* _Pointing dataset records_
■ ■ ■

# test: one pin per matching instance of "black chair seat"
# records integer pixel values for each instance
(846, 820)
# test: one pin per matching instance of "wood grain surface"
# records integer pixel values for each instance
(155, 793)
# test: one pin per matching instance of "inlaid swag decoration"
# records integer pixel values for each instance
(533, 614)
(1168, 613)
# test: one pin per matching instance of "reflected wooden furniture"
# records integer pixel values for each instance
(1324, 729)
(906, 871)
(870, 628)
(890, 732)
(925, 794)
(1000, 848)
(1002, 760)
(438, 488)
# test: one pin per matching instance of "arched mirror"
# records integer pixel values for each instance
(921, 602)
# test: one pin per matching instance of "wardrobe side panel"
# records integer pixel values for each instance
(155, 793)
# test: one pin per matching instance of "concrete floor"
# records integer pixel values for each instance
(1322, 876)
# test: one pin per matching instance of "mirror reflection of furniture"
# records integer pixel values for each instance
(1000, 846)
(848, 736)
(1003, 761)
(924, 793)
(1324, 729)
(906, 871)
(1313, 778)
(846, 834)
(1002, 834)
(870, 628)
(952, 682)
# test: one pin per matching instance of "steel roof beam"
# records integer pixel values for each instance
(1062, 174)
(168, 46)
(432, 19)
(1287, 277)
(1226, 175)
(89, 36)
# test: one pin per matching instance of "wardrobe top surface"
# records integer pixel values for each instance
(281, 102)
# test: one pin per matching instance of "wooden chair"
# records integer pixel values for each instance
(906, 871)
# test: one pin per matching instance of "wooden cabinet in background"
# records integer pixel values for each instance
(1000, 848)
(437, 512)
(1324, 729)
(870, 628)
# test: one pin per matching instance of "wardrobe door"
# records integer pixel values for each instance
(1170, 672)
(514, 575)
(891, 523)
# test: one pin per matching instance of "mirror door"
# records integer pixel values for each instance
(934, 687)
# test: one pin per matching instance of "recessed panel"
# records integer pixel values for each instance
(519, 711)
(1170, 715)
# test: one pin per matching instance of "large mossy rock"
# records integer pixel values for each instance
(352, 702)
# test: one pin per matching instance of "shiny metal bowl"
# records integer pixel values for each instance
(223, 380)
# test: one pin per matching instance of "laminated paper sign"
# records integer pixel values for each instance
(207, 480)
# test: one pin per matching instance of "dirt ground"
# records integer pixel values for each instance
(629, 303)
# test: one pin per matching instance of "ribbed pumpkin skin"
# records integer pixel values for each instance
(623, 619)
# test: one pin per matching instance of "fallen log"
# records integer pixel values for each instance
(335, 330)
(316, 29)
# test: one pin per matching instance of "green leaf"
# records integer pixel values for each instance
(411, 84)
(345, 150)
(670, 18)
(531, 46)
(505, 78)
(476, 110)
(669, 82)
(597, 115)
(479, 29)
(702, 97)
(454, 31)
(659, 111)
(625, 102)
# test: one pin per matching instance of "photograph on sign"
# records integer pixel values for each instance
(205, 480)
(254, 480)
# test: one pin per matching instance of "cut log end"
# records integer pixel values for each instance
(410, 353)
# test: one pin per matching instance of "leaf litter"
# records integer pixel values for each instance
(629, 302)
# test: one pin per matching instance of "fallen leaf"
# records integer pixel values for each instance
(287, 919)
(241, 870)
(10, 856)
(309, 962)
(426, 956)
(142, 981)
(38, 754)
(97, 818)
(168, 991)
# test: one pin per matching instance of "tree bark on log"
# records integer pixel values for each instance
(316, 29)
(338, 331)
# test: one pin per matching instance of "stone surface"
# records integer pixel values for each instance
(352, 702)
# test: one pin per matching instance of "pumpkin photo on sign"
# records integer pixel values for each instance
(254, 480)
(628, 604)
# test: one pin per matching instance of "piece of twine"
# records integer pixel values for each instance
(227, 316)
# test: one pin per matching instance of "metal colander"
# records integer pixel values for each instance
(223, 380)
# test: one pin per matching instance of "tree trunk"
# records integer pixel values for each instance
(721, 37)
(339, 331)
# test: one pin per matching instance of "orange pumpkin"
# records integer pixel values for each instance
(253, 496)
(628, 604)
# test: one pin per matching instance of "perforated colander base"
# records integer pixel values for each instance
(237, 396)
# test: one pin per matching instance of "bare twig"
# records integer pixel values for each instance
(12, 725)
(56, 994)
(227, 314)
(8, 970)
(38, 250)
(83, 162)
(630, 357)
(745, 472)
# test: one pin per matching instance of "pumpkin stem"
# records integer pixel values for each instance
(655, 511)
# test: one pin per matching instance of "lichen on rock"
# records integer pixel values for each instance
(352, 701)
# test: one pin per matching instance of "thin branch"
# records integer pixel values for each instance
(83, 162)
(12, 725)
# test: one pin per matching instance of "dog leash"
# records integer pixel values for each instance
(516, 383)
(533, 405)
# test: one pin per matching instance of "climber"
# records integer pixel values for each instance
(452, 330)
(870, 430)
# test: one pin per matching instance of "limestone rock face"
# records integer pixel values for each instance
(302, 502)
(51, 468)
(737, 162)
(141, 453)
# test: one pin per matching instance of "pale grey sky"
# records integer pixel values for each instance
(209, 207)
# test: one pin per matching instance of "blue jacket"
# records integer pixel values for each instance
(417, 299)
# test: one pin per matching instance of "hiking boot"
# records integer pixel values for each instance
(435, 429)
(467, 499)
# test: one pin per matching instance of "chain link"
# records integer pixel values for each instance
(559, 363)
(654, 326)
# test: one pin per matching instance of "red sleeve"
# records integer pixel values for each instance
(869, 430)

■ ■ ■

Render every line of the entries above as a JSON list of strings, one string per line, leaving out blank lines.

[
  "# test: one pin per matching instance of \"black chair seat\"",
  "# records integer pixel values for each instance",
  "(846, 820)",
  "# test: one pin per matching instance of \"wood grain surface\"",
  "# records integer pixel values for each instance",
  "(155, 793)",
  "# test: one pin per matching instance of \"inlaid swag decoration\"",
  "# records integer pixel values for each instance",
  "(533, 614)",
  "(1168, 613)",
  "# test: one pin per matching instance of \"reflected wooden furniture\"",
  "# records integer pixel values for each instance",
  "(1324, 729)",
  "(906, 871)",
  "(870, 628)",
  "(890, 732)",
  "(925, 794)",
  "(1000, 848)",
  "(1002, 760)",
  "(438, 488)",
  "# test: one pin per matching instance of \"arched mirror\"",
  "# records integer pixel values for each instance",
  "(921, 602)",
  "# test: one pin per matching instance of \"wardrobe side panel\"",
  "# records integer pixel values for each instance",
  "(155, 793)",
  "# test: one pin per matching instance of \"concrete floor\"",
  "# records integer pixel values for each instance",
  "(1322, 876)",
  "# test: one pin per matching instance of \"mirror reflection of furniture\"",
  "# records integer pixel values for each instance",
  "(1000, 846)",
  "(848, 736)",
  "(1003, 761)",
  "(924, 793)",
  "(1324, 729)",
  "(906, 871)",
  "(1313, 778)",
  "(846, 834)",
  "(1002, 834)",
  "(870, 628)",
  "(952, 682)",
  "# test: one pin per matching instance of \"steel roof beam\"",
  "# records integer pixel values for each instance",
  "(1062, 174)",
  "(168, 46)",
  "(432, 19)",
  "(1287, 277)",
  "(1226, 175)",
  "(89, 36)",
  "# test: one pin per matching instance of \"wardrobe top surface\"",
  "# records integer pixel values for each instance",
  "(281, 102)",
  "# test: one pin per matching instance of \"wooden chair\"",
  "# records integer pixel values for each instance",
  "(906, 871)",
  "# test: one pin per matching instance of \"wooden cabinet in background\"",
  "# records integer pixel values for each instance",
  "(1000, 848)",
  "(437, 512)",
  "(1324, 729)",
  "(870, 628)",
  "# test: one pin per matching instance of \"wardrobe door\"",
  "# records integer pixel values for each instance",
  "(1170, 672)",
  "(514, 575)",
  "(891, 523)",
  "# test: one pin per matching instance of \"mirror door\"",
  "# records integer pixel values for each instance",
  "(934, 687)",
  "# test: one pin per matching instance of \"recessed panel\"",
  "# records integer pixel values for each instance",
  "(519, 711)",
  "(1170, 715)",
  "# test: one pin per matching instance of \"large mossy rock\"",
  "# records integer pixel values for each instance",
  "(352, 702)",
  "# test: one pin per matching instance of \"shiny metal bowl\"",
  "# records integer pixel values for each instance",
  "(223, 380)",
  "# test: one pin per matching instance of \"laminated paper sign\"",
  "# records integer pixel values for each instance",
  "(207, 480)",
  "# test: one pin per matching instance of \"dirt ground\"",
  "# records integer pixel values for each instance",
  "(629, 303)",
  "# test: one pin per matching instance of \"ribbed pumpkin skin\"",
  "# records integer pixel values for each instance",
  "(623, 619)",
  "# test: one pin per matching instance of \"fallen log\"",
  "# records integer pixel values for each instance",
  "(335, 330)",
  "(316, 29)",
  "# test: one pin per matching instance of \"green leaf\"",
  "# records integer pixel values for each instance",
  "(411, 84)",
  "(345, 150)",
  "(670, 18)",
  "(531, 46)",
  "(505, 78)",
  "(476, 110)",
  "(669, 82)",
  "(597, 115)",
  "(479, 29)",
  "(702, 97)",
  "(454, 31)",
  "(659, 111)",
  "(625, 102)",
  "# test: one pin per matching instance of \"photograph on sign\"",
  "# records integer pixel values for each instance",
  "(205, 480)",
  "(254, 480)",
  "# test: one pin per matching instance of \"cut log end\"",
  "# records integer pixel values for each instance",
  "(410, 353)",
  "# test: one pin per matching instance of \"leaf litter\"",
  "# records integer pixel values for each instance",
  "(629, 302)",
  "# test: one pin per matching instance of \"fallen leaf\"",
  "# records integer pixel values for each instance",
  "(287, 919)",
  "(241, 870)",
  "(10, 856)",
  "(309, 962)",
  "(426, 956)",
  "(142, 981)",
  "(38, 754)",
  "(97, 818)",
  "(168, 991)",
  "# test: one pin per matching instance of \"tree bark on log\"",
  "# records integer pixel values for each instance",
  "(316, 29)",
  "(338, 331)",
  "# test: one pin per matching instance of \"stone surface\"",
  "# records integer pixel values for each instance",
  "(352, 702)",
  "# test: one pin per matching instance of \"pumpkin photo on sign\"",
  "# records integer pixel values for each instance",
  "(254, 480)",
  "(628, 604)",
  "# test: one pin per matching instance of \"piece of twine\"",
  "# records integer pixel values for each instance",
  "(227, 316)",
  "# test: one pin per matching instance of \"metal colander\"",
  "# records integer pixel values for each instance",
  "(223, 380)",
  "# test: one pin per matching instance of \"tree trunk\"",
  "# records integer pixel values for each instance",
  "(721, 37)",
  "(339, 331)",
  "# test: one pin per matching instance of \"orange pumpkin\"",
  "# records integer pixel values for each instance",
  "(253, 496)",
  "(628, 604)",
  "# test: one pin per matching instance of \"perforated colander base\"",
  "# records integer pixel values for each instance",
  "(237, 396)",
  "# test: one pin per matching instance of \"bare twig\"",
  "# records integer pixel values for each instance",
  "(12, 725)",
  "(56, 994)",
  "(227, 314)",
  "(8, 970)",
  "(38, 250)",
  "(83, 162)",
  "(630, 357)",
  "(745, 472)",
  "# test: one pin per matching instance of \"pumpkin stem\"",
  "# records integer pixel values for each instance",
  "(655, 511)",
  "# test: one pin per matching instance of \"lichen on rock\"",
  "# records integer pixel values for each instance",
  "(352, 701)",
  "# test: one pin per matching instance of \"thin branch\"",
  "# records integer pixel values for each instance",
  "(83, 162)",
  "(12, 725)",
  "# test: one pin per matching instance of \"dog leash\"",
  "# records integer pixel values for each instance",
  "(516, 383)",
  "(533, 405)",
  "# test: one pin per matching instance of \"climber\"",
  "# records integer pixel values for each instance",
  "(452, 330)",
  "(870, 430)",
  "# test: one pin per matching instance of \"limestone rock face\"",
  "# records integer pixel values for each instance",
  "(302, 502)",
  "(51, 468)",
  "(737, 162)",
  "(141, 453)",
  "# test: one pin per matching instance of \"pale grey sky\"",
  "# records integer pixel values for each instance",
  "(209, 207)",
  "# test: one pin per matching instance of \"blue jacket\"",
  "# records integer pixel values for each instance",
  "(417, 299)",
  "# test: one pin per matching instance of \"hiking boot\"",
  "# records integer pixel values for each instance",
  "(435, 429)",
  "(467, 499)",
  "# test: one pin per matching instance of \"chain link\"",
  "# records integer pixel values for each instance",
  "(559, 363)",
  "(654, 326)",
  "# test: one pin per matching instance of \"red sleeve\"",
  "# records integer pixel values for each instance",
  "(869, 430)"
]